## [What is needed]
Output exactly the span of lines beginning with the one that holds "Exercise. Point out every instance of the white interior" and ending with the last line of the data below.

## [Supplied data]
====

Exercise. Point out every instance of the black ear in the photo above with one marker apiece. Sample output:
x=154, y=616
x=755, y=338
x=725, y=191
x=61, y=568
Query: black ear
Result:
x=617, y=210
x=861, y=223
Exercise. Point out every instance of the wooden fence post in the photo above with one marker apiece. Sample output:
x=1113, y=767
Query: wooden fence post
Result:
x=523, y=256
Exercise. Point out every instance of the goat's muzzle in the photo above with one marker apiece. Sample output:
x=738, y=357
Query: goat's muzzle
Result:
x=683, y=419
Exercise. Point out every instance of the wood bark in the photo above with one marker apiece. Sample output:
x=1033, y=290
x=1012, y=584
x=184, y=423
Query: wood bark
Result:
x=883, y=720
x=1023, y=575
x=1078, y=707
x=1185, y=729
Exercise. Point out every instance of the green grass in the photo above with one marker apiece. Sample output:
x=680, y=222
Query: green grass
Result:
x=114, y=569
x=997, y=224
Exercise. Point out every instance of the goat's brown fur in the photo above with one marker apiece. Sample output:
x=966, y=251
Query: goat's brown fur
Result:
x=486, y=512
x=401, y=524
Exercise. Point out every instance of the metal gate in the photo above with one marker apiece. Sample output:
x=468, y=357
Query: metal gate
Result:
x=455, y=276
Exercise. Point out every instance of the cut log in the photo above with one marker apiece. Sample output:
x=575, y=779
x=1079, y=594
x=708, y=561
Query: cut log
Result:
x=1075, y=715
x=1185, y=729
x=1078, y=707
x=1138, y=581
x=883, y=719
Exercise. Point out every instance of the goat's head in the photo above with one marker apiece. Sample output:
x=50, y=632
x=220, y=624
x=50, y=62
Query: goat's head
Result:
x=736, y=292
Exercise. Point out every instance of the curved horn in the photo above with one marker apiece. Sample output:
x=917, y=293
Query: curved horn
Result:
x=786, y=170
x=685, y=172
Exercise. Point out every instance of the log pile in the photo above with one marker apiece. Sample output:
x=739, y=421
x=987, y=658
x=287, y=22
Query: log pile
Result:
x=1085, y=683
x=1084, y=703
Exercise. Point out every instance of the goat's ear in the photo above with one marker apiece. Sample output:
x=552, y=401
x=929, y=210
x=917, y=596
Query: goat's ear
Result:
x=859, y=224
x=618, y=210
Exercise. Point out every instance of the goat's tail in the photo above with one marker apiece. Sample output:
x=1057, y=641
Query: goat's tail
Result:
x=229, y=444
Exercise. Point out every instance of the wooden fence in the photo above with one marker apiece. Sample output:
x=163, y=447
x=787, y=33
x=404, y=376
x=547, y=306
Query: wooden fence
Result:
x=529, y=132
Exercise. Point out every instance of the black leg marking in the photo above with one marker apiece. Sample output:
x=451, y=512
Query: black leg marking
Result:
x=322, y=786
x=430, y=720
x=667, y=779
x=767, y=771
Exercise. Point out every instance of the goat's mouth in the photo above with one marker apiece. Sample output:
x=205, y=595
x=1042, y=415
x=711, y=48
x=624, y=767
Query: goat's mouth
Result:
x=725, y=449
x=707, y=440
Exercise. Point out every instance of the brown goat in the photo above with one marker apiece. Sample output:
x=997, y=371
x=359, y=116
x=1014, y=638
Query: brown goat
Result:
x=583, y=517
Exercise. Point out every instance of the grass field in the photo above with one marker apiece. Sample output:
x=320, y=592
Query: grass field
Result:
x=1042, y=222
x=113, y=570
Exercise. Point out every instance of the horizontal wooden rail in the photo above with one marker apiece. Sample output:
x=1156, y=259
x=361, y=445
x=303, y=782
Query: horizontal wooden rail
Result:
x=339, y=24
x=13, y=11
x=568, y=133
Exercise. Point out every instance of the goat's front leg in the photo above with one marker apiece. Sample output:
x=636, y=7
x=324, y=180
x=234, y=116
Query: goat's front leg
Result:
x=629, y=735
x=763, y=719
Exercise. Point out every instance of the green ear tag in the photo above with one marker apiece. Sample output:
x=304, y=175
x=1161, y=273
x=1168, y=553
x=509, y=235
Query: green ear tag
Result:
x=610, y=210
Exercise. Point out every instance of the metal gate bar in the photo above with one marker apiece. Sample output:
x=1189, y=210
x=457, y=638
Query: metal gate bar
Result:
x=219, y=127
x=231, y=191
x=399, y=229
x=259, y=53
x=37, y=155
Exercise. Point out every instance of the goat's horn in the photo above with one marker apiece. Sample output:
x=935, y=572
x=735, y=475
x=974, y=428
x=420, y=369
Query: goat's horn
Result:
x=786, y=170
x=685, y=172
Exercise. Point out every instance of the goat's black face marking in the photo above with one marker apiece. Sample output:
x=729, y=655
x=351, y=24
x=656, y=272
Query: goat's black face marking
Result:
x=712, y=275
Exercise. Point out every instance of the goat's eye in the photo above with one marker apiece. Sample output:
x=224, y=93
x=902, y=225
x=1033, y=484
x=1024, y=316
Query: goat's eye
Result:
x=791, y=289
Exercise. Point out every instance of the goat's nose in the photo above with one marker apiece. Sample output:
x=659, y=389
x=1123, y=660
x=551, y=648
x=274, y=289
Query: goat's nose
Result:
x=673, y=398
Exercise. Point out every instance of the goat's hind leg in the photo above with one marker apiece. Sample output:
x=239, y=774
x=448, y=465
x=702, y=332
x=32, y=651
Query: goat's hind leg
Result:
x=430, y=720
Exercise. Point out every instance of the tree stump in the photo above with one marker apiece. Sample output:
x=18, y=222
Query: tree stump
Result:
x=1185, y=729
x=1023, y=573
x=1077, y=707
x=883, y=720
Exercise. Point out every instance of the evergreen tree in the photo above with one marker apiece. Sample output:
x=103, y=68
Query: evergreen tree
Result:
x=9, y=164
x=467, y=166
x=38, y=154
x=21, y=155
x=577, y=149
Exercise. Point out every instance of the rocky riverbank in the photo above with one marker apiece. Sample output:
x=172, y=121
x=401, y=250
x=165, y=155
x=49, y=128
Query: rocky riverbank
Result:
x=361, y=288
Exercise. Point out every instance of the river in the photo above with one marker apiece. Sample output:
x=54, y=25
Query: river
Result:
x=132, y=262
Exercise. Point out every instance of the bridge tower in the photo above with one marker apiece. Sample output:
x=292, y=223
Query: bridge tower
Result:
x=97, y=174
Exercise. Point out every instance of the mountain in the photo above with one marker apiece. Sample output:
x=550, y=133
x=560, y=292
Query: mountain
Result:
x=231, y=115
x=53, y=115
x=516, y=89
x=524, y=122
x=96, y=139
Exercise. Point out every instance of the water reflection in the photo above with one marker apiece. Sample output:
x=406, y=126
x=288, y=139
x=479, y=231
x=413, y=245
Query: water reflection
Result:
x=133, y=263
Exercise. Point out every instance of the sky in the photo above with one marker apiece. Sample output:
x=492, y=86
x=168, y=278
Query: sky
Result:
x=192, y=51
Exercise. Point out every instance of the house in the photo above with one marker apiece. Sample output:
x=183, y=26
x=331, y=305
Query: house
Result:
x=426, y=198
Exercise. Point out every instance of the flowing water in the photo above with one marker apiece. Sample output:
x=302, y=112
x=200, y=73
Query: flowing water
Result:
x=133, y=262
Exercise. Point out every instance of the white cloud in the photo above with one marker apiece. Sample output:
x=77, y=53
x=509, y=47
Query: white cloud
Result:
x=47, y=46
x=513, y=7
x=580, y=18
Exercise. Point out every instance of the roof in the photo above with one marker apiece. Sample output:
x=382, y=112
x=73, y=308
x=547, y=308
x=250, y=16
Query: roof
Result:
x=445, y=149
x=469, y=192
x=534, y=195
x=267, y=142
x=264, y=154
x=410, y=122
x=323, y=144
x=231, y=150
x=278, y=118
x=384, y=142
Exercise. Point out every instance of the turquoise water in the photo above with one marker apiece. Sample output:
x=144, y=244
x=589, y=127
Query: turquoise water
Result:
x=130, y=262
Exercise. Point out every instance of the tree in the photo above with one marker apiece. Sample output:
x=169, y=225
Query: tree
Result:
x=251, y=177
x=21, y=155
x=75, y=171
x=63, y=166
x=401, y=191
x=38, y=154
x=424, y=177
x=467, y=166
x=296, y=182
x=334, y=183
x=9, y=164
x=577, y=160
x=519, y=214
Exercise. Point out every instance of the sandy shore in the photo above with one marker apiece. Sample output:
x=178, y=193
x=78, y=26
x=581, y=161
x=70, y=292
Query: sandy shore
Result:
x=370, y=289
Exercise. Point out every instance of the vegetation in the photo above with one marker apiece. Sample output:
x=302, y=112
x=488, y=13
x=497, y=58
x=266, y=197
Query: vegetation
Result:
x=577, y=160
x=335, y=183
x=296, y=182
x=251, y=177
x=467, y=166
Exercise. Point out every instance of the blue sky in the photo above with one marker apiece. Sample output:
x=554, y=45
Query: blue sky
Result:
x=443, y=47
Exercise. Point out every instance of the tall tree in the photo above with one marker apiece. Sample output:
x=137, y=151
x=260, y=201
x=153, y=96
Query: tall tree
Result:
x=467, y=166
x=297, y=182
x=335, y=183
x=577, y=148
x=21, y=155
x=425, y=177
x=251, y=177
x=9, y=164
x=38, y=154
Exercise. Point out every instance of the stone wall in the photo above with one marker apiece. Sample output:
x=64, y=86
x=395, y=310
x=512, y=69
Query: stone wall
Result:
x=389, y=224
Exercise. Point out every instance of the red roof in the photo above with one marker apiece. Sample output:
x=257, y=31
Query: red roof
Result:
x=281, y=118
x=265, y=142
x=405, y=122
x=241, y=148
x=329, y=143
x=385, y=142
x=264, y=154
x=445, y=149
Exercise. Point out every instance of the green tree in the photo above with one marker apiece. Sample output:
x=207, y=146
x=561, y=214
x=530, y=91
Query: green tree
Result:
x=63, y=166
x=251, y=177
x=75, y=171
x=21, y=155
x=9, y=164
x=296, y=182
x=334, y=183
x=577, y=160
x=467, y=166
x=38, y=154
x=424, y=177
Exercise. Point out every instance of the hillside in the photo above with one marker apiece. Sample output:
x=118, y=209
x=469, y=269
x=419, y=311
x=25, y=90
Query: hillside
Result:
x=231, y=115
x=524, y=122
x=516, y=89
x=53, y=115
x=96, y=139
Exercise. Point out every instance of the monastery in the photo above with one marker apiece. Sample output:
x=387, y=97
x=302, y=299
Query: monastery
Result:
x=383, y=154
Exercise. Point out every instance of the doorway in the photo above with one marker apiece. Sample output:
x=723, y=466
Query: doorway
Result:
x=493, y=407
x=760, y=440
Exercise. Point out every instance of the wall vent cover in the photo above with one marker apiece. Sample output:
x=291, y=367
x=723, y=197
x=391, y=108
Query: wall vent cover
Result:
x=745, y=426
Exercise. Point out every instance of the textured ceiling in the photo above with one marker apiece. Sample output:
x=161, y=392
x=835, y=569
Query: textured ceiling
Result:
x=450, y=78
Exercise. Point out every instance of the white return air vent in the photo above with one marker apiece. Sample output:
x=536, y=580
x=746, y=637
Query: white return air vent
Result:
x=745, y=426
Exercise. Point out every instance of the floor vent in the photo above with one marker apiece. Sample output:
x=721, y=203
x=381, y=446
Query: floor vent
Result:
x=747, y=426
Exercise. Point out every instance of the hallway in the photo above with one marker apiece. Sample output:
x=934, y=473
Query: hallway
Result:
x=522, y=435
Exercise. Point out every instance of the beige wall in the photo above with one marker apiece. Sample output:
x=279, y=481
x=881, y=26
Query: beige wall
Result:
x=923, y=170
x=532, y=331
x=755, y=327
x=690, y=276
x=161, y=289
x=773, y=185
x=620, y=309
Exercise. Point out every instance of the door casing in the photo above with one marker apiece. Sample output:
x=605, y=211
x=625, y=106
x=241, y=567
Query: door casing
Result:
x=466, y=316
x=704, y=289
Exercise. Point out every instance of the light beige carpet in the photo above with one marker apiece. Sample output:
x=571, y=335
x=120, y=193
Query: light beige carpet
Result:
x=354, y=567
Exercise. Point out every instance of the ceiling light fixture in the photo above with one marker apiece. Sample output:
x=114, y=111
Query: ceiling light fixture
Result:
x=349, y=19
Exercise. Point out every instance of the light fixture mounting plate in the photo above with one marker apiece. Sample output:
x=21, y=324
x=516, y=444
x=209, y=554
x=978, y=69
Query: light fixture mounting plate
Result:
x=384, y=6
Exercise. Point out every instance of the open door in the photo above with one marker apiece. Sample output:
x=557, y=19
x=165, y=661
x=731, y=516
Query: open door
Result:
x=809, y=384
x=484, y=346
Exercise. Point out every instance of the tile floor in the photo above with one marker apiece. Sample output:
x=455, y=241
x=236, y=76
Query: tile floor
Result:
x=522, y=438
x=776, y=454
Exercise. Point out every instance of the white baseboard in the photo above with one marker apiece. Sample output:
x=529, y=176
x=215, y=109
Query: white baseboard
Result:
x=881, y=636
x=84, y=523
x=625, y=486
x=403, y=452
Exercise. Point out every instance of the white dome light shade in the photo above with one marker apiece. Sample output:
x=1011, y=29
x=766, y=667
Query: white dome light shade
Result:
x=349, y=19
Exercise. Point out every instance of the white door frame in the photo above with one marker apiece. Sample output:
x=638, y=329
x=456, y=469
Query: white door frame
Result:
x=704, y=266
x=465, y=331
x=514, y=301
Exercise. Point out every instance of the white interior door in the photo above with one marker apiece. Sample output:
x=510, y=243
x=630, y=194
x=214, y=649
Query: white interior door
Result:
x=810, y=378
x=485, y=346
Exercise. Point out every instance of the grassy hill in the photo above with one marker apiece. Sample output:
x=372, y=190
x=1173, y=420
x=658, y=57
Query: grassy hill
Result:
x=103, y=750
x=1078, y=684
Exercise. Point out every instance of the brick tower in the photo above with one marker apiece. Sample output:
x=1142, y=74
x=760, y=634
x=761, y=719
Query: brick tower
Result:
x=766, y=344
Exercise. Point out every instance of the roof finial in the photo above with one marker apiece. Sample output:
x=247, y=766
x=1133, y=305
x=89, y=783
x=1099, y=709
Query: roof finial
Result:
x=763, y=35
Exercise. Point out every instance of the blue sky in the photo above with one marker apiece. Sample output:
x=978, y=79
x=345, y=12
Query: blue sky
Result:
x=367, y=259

====

## [Result below]
Exercise. Point out every instance of the white interior door in the photo above with one marker apiece. Sample output:
x=510, y=243
x=630, y=194
x=214, y=649
Query: white interior door
Result:
x=810, y=378
x=485, y=346
Exercise. Point out every instance of the grassy hill in the photo above with one marker apiece. Sample output:
x=372, y=190
x=1173, y=420
x=658, y=57
Query: grassy hill
Result:
x=103, y=750
x=1078, y=684
Exercise. Point out every instance of the brick tower in the photo above with one marker apiece. Sample output:
x=1142, y=74
x=760, y=634
x=761, y=719
Query: brick tower
Result:
x=766, y=344
Exercise. Point out every instance of the roof finial in the photo above with one marker apiece. Sample output:
x=247, y=766
x=1133, y=305
x=89, y=783
x=1099, y=709
Query: roof finial
Result:
x=763, y=35
Exercise. Point out every instance of the blue sky in the photo above with one marker apiece. Sample output:
x=978, y=79
x=345, y=12
Query: blue sky
Result:
x=367, y=259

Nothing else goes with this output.